THE EXERCISE:
Extract every line starting at the line that contains "of the grey" and ending with the final line of the data, inclusive; give only those lines, word for word.

[Begin DATA TO PROCESS]

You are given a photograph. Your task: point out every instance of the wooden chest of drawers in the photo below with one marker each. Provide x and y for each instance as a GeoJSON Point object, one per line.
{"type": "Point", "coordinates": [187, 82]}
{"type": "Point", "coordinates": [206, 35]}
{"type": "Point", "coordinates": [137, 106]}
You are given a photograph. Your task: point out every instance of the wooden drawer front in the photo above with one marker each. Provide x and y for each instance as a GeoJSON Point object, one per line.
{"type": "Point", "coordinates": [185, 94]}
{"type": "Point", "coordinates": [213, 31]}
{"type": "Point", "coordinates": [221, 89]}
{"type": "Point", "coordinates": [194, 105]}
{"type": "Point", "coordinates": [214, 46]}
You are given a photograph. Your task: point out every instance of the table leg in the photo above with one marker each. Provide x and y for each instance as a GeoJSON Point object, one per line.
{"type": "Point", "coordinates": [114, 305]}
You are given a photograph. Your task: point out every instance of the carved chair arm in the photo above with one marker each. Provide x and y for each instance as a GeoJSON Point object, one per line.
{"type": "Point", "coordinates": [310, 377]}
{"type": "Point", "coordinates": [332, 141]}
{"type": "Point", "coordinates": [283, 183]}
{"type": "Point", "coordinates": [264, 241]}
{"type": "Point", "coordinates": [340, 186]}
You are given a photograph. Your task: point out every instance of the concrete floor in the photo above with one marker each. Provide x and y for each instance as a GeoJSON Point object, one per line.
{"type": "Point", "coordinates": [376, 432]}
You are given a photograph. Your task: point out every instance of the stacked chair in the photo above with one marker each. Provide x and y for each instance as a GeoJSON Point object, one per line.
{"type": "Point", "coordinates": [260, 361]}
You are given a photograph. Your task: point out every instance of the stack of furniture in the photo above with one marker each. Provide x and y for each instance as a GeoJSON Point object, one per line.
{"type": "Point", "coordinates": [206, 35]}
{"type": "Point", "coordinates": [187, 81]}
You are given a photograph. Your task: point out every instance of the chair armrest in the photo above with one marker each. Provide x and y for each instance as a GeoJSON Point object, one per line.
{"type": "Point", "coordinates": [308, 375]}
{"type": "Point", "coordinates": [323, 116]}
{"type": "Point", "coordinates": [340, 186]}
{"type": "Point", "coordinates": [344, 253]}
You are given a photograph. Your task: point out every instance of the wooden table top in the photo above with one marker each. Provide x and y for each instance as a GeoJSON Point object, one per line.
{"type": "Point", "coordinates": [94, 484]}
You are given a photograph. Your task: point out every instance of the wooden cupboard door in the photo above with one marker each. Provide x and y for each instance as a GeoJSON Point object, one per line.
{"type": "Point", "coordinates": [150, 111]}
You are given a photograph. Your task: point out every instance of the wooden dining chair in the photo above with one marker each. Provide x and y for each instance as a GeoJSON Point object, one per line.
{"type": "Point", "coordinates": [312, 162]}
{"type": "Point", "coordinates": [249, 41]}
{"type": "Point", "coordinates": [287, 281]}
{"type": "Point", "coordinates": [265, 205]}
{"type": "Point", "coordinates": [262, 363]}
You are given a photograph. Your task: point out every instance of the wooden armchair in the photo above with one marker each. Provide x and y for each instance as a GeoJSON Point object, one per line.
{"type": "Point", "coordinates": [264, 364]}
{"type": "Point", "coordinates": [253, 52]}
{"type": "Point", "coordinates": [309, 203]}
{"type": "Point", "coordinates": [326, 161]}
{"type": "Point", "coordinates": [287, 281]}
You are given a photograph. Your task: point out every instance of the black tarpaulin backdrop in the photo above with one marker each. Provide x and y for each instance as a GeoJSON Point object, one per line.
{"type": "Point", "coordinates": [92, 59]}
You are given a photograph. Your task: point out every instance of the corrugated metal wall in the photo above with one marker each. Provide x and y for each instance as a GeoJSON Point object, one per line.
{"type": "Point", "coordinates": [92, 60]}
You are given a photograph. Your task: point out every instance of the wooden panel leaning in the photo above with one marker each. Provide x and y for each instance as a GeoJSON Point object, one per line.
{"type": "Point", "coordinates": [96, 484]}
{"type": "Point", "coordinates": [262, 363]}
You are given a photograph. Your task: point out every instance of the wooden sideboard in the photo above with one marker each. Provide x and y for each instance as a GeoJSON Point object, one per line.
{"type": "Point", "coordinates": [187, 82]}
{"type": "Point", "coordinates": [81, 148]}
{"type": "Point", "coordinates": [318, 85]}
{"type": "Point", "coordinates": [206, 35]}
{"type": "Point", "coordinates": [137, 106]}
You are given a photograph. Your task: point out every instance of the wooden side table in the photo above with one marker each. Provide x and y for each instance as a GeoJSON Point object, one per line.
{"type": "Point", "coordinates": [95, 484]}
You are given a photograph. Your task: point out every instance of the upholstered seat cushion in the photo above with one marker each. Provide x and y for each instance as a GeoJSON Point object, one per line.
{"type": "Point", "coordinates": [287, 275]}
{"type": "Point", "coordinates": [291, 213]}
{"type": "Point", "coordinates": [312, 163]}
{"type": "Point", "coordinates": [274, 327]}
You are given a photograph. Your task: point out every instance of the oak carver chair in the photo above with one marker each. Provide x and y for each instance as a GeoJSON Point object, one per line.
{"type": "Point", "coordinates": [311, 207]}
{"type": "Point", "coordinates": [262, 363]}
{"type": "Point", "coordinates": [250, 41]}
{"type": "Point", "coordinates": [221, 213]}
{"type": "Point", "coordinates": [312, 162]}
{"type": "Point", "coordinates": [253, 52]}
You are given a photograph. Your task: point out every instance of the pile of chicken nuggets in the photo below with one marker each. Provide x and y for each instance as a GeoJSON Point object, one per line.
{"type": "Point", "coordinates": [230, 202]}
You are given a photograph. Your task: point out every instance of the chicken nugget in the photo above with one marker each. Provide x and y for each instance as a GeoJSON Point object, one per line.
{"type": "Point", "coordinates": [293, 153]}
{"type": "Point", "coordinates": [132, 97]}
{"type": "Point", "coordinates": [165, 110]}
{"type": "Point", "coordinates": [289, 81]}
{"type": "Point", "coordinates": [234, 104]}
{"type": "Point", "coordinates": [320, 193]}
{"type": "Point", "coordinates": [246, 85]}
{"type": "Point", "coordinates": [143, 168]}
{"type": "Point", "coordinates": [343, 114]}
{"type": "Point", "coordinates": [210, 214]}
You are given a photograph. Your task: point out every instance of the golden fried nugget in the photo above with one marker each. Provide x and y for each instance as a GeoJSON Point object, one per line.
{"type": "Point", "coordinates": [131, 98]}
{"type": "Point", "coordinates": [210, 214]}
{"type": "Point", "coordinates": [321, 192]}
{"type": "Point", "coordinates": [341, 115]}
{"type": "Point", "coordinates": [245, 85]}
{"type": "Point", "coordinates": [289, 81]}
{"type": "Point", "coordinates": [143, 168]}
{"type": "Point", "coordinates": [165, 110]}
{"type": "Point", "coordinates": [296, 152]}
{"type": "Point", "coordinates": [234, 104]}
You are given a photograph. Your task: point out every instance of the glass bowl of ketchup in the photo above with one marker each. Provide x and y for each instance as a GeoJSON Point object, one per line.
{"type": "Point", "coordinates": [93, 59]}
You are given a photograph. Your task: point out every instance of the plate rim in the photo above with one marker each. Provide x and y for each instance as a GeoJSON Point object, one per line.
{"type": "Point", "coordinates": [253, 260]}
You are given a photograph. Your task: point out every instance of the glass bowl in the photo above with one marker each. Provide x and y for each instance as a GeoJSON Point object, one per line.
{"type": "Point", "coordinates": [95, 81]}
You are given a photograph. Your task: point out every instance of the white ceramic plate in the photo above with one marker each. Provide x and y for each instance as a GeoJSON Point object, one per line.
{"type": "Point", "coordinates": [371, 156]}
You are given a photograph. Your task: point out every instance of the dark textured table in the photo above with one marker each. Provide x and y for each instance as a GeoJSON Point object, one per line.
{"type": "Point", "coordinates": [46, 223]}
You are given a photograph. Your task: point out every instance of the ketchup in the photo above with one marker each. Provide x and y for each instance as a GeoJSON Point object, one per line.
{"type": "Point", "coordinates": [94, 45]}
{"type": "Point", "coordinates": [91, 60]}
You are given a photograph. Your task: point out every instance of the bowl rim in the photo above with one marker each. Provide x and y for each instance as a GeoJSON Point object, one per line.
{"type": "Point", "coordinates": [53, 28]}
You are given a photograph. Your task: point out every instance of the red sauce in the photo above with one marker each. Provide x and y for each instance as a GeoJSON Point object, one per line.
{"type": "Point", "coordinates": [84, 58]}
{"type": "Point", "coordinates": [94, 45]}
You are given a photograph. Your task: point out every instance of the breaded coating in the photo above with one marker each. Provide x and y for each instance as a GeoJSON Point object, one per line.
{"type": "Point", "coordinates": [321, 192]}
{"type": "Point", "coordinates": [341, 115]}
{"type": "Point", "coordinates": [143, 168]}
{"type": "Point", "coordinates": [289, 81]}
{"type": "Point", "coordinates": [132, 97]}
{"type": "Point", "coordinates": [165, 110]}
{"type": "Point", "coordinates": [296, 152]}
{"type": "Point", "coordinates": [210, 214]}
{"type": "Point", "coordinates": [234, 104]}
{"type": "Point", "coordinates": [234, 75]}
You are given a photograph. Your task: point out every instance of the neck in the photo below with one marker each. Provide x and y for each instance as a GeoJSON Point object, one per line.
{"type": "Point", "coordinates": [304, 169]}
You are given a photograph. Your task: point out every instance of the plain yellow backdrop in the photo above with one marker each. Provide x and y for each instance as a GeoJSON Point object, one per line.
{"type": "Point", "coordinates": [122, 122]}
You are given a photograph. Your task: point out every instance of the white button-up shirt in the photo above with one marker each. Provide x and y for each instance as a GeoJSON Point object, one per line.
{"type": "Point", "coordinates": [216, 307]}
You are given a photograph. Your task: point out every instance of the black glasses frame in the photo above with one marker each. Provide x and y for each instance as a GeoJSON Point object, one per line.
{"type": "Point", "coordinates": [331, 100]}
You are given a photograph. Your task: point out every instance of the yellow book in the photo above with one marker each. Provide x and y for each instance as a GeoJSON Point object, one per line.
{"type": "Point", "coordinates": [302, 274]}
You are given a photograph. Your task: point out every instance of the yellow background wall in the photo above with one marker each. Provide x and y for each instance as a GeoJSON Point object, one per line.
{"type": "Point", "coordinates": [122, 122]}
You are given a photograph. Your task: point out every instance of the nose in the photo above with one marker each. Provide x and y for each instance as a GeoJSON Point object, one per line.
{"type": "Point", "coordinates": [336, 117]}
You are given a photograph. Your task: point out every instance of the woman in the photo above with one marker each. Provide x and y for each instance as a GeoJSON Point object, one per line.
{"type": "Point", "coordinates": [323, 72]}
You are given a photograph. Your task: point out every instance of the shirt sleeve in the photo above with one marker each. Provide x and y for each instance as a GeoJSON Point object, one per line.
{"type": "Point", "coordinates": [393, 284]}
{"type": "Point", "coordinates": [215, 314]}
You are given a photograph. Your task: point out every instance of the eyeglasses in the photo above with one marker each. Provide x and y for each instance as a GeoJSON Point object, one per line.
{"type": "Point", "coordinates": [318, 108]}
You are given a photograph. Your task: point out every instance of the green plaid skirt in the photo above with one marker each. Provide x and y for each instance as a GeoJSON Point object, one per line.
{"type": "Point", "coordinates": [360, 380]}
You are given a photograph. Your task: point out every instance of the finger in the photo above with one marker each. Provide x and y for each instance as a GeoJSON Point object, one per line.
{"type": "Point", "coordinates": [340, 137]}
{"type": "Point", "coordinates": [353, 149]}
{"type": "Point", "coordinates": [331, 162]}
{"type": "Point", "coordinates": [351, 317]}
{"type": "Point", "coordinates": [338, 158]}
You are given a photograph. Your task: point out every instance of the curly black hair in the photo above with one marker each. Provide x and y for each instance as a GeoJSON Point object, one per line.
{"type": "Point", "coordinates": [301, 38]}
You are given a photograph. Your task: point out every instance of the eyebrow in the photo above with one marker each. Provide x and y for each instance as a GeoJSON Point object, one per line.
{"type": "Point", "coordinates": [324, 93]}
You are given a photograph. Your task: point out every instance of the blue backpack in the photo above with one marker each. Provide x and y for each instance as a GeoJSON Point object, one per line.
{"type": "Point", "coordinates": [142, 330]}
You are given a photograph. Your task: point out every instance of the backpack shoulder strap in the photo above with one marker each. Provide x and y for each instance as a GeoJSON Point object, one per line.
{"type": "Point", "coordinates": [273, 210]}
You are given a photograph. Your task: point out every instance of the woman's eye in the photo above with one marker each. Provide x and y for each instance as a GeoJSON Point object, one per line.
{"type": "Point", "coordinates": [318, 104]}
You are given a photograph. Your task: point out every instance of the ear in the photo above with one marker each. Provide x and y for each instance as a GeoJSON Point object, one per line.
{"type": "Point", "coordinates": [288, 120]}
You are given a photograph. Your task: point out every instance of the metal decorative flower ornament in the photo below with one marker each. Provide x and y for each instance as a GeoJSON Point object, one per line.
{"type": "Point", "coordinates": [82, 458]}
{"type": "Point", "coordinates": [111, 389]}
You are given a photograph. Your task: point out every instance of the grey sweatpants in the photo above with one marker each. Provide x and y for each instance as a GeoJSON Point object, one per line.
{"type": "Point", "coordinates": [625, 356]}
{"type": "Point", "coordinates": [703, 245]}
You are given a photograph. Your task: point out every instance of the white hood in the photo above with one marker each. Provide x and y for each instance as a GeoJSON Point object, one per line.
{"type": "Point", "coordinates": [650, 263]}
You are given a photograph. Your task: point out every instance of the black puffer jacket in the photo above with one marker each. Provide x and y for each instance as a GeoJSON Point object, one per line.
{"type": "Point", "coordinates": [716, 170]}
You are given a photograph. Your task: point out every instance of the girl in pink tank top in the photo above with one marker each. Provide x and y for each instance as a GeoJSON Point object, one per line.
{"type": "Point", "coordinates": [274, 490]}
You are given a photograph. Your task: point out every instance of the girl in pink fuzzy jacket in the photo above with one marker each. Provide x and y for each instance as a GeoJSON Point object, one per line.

[End DATA TO PROCESS]

EXPECTED OUTPUT:
You are given a photograph. Your task: point out every instance of the grey sweatpants in the photo above with one marker each. Provide x and y for each instance as a GeoJSON Point object, one per line.
{"type": "Point", "coordinates": [625, 356]}
{"type": "Point", "coordinates": [703, 245]}
You are given a photograph. Your task: point out every instance of the white hood in the photo above with one marker each. Provide x and y for each instance as a GeoJSON Point object, one per line.
{"type": "Point", "coordinates": [650, 263]}
You are given a photograph. Your task: point out every instance of the black puffer jacket in the photo above with one marker each. Provide x and y for each instance as a GeoJSON Point object, one per line.
{"type": "Point", "coordinates": [716, 170]}
You are given a photograph. Your task: point out every instance of the girl in pink tank top in the photo above with one marker each. Provide x and y for each instance as a GeoJSON Point object, one per line.
{"type": "Point", "coordinates": [274, 490]}
You are given a photograph. Your task: point out every instance of the girl in pink fuzzy jacket in the photo above with one marker each. Provide x and y for each instance as a GeoJSON Point object, one per line.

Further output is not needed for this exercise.